Set task:
Reproduce all of the material word for word.

———

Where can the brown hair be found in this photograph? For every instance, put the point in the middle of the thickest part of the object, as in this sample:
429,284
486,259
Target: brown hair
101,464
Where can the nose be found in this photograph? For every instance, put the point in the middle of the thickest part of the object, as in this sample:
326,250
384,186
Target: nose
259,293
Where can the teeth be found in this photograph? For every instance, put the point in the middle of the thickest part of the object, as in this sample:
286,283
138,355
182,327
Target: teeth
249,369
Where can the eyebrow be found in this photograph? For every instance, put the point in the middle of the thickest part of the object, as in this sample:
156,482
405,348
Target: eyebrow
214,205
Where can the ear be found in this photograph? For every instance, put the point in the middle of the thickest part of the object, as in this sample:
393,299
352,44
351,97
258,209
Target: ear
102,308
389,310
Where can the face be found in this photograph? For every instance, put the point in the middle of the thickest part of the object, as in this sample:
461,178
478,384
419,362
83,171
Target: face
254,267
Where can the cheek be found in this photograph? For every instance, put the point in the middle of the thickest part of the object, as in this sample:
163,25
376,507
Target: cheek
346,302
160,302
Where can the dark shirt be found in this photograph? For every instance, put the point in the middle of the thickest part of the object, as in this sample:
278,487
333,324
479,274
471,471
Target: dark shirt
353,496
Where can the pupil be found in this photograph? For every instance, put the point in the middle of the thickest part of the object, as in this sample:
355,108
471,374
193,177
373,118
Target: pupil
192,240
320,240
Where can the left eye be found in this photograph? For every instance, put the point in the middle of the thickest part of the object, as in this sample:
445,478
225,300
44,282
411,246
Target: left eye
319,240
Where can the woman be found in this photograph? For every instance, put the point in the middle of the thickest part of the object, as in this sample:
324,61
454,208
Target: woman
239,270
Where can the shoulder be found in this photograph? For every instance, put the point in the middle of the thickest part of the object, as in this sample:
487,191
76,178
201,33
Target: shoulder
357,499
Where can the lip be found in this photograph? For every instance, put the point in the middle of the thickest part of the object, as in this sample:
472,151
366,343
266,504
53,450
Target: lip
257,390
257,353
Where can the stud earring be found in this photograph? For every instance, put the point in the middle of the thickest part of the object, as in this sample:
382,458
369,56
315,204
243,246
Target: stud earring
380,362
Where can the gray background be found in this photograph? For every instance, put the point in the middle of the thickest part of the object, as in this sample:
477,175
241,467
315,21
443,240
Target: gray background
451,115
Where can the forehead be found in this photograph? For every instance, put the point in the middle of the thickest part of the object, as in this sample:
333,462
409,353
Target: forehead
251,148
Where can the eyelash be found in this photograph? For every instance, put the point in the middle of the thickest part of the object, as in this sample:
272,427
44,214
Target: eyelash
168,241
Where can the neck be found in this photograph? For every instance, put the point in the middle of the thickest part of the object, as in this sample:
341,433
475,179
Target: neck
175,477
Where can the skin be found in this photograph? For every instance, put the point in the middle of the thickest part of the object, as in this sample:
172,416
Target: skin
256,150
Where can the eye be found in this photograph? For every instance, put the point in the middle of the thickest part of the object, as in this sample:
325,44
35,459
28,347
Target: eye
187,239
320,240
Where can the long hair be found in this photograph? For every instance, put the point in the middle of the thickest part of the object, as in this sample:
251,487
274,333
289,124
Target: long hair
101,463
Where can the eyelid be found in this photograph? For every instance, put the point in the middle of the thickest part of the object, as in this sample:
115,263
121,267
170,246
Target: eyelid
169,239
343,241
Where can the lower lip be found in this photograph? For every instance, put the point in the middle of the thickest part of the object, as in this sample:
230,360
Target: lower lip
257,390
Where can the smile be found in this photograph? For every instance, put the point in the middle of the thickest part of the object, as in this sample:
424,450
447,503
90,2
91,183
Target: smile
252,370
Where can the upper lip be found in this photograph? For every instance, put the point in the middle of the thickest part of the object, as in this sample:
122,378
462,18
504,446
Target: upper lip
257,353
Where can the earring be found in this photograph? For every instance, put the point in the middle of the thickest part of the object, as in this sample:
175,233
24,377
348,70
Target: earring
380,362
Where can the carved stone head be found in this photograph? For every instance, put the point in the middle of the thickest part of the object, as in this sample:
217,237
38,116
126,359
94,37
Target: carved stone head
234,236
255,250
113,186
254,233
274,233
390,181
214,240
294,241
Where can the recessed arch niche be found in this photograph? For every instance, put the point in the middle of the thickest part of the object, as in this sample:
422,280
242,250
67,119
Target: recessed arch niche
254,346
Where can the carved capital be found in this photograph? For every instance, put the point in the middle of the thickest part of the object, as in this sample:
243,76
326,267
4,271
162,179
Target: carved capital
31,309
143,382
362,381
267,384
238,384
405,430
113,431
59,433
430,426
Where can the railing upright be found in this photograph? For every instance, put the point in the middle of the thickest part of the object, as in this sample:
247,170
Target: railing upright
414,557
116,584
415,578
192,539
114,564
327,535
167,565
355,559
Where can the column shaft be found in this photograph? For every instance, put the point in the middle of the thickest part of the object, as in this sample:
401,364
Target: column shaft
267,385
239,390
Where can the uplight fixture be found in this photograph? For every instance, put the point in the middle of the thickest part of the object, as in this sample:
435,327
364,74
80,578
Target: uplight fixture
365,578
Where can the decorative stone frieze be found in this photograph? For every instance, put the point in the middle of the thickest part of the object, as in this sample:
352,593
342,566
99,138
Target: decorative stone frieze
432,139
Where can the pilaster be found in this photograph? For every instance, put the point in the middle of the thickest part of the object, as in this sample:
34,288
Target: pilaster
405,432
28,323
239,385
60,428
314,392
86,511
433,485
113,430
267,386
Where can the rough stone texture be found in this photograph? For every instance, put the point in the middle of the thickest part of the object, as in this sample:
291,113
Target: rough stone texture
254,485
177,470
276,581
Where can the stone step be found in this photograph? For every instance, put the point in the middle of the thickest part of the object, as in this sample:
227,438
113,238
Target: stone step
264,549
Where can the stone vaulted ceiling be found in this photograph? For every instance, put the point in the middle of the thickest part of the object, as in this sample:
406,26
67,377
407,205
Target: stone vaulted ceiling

———

Written solution:
Where can the brown hair be found in this photograph? For every instance, put the point in the middle of the thickest part of the object, as in this sample:
429,284
486,259
Target: brown hair
101,464
Where can the nose be found in this photograph? For every instance, put the point in the middle of the thickest part of the object, as in this sample:
326,250
384,186
Target: nose
259,293
Where can the teeth be found in this photograph? For every instance, put the point in the middle of the thickest part of the object, as in this sample:
286,283
138,355
182,327
Target: teeth
249,369
Where can the eyebrow be found in this photograph? For every instance, put the point in the middle of the thickest part of the object, as in this sample:
156,482
405,348
Target: eyebrow
214,205
Where can the ear be found in this photograph? For every instance, put the point in the middle of the thickest part of the object, as in this sample:
393,299
352,44
351,97
258,209
Target: ear
102,308
389,310
Where can the face be found in this photograph? For every instance, put the point in the middle of the thickest part of the object, as in this sample:
461,178
478,384
419,362
83,171
Target: face
254,267
Where can the cheek be found in this photograph? For every instance, put the point in the middle of the thickest part of the object, as in this sample:
163,25
376,507
Target: cheek
346,302
160,302
Where can the dark shirt be found in this photograph? For every instance, put the point in the middle of the thickest part of the object, as in this sample:
278,487
333,324
479,274
471,471
Target: dark shirt
353,496
Where can the pupil be found in this photograph? For every instance, put the point in the middle of the thickest part of the object, as in this sample:
355,108
471,374
193,177
373,118
Target: pupil
192,240
320,240
Where can the left eye be found in this photograph? For every instance, put the point in the middle of the thickest part of the object, as in this sample:
445,478
225,300
44,282
411,246
Target: left eye
319,240
Where can the woman be found in this photograph? For every instance, put the point in the middle of the thickest part of the object, as in this sample:
324,61
454,208
Target: woman
239,270
Where can the shoulder be found in this photograph? For every instance, put the point in the middle of the thickest part of the object, as in this sample:
487,191
76,178
201,33
Target: shoulder
357,499
Where can the lip be found in this photograph? For every instance, put the point in the middle of the thickest part of the object, as in this sample:
472,151
366,343
266,504
53,450
Target: lip
257,390
257,353
Where can the stud earring be found in this photograph? For every instance, put the point in the middle of the thickest part of the object, as in this sample:
382,458
369,56
315,204
243,246
Target: stud earring
380,362
Where can the gray background be found in this photograph? For every instance, put the point in the middle of the thickest part of the object, as in this sample:
477,175
241,467
315,21
443,240
Target: gray background
451,115
Where can the forehead be found in this photograph? For every instance, put the point in the middle of the thickest part of the object, as in this sample:
333,462
409,353
Target: forehead
251,148
Where can the eyelash be found in this photograph? For every instance, put the point in the middle of the thickest part of the object, as in this sample:
272,427
44,214
Target: eyelash
168,241
Where can the neck be found in this photograph? For every instance, put the point in the middle of the thickest part of the object, as in this sample:
341,433
475,179
Target: neck
175,477
Where can the skin be found in this photograph? For every instance, put the point in the middle of the thickest part of the object, as in this sample:
172,416
Target: skin
256,150
Where can the eye be found in this photograph? For every instance, put the point in the middle of the thickest part of the object, as in this sample:
325,44
35,459
28,347
Target: eye
187,239
320,240
Where can the long hair be found in this photograph? For every instance, put the point in the middle of the thickest part of the object, as in this sample:
251,487
274,333
289,124
Target: long hair
101,463
Where can the eyelid be found in this photograph? For every instance, put the point in the middle of the thickest part of the object, as in this sample:
115,263
121,267
170,246
Target: eyelid
169,239
343,241
Where can the lower lip be found in this photograph? For every instance, put the point in the middle of the thickest part of the object, as in this sample:
230,360
Target: lower lip
257,390
Where can the smile be found in this photograph? For every instance, put the point in the middle of the thickest part of the object, as in this sample:
424,450
447,503
90,2
91,183
Target: smile
252,370
Where can the upper lip be found in this photograph? For every instance, put the point in the middle of the thickest part of the object, as in this sample:
122,378
462,18
504,446
Target: upper lip
257,353
Where can the earring be found in this photograph? For every instance, put the point in the middle of the thickest part of the object, as in this sample:
175,233
24,377
348,70
Target: earring
380,362
Where can the carved stone head be found in this photograph? For every instance, put the point in the middle of the thickest part of the object, as in this sample:
217,237
38,116
126,359
94,37
Target: carved stone head
234,236
255,250
113,186
254,233
274,233
390,181
214,240
294,241
Where can the recessed arch niche be found in this photograph? For every instance, put the point in the middle of the thickest part of the object, as in this sample:
422,280
242,250
67,119
Target: recessed arch niche
254,346
Where can the carved capital be found in this photograph? For every instance, put the point in the middle of the thickest part of the object, as in this sample:
243,76
326,267
4,271
162,179
Target: carved capital
31,309
143,382
362,381
267,384
238,384
405,430
113,431
59,433
430,426
Where can the railing upright be found in this photograph? For every instance, put the point in the middle of the thickest part of the object, as in this sample:
247,170
Target: railing upright
414,557
116,584
415,578
192,539
114,564
327,535
167,565
355,559
Where can the column shaft be found in this photograph? For every instance, put the point in the middle of the thickest part of the object, as in this sample:
401,364
Target: column shaft
267,385
239,390
Where can the uplight fixture be found in this photograph? For every instance, put the point in the middle of the thickest part of the object, as in this sample:
435,327
364,74
80,578
Target: uplight fixture
365,578
Where can the decorative stone frieze be found in this photograph? For every instance, put the point in the middle of the thickest part of the object, as in this sample:
352,593
342,566
99,138
Target: decorative stone frieze
432,139
Where can the pilaster be found in this photograph? For every instance, put the point in the middle of the thickest part of the object, as in this sample:
34,288
Target: pilaster
405,432
28,323
239,385
60,428
314,392
86,511
433,485
113,430
267,386
Where can the rough stone texture be found in this photograph? For every instance, put the point in the middle of the thickest part of the object, as in this sample:
291,113
Target: rough stone texture
254,485
177,470
276,581
Where can the stone step be found in this photograph? For every instance, put the point in the middle of the thickest part of the object, as in this sample:
227,438
113,238
Target: stone step
264,549
Where can the stone vaulted ceiling be found in this photograph? For every instance, put the point in the middle of the thickest part of the object, as in this sample:
406,26
67,377
407,205
Target: stone vaulted ceiling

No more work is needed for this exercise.